> What is needed:
The string "survey" may appear in lines of the entries below. Report how many lines hold it, with only the number.

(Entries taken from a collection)
= = = = = = =
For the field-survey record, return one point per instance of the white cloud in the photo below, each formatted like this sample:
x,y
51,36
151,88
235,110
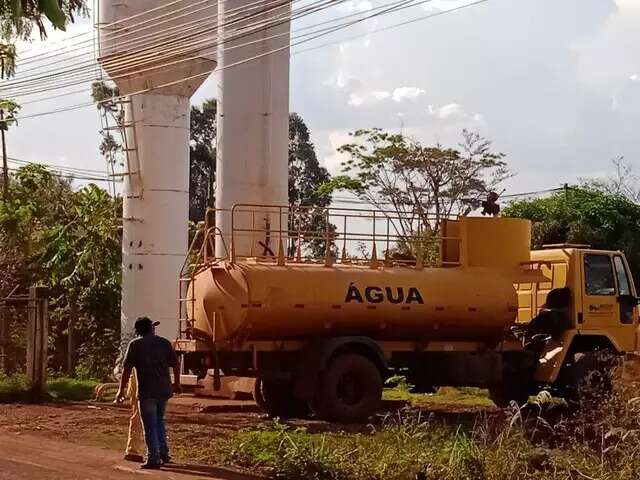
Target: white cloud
x,y
406,93
380,94
355,100
454,112
447,111
332,159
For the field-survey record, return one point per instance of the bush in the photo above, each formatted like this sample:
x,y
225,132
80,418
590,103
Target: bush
x,y
16,388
= = = = = = =
> Exercise response:
2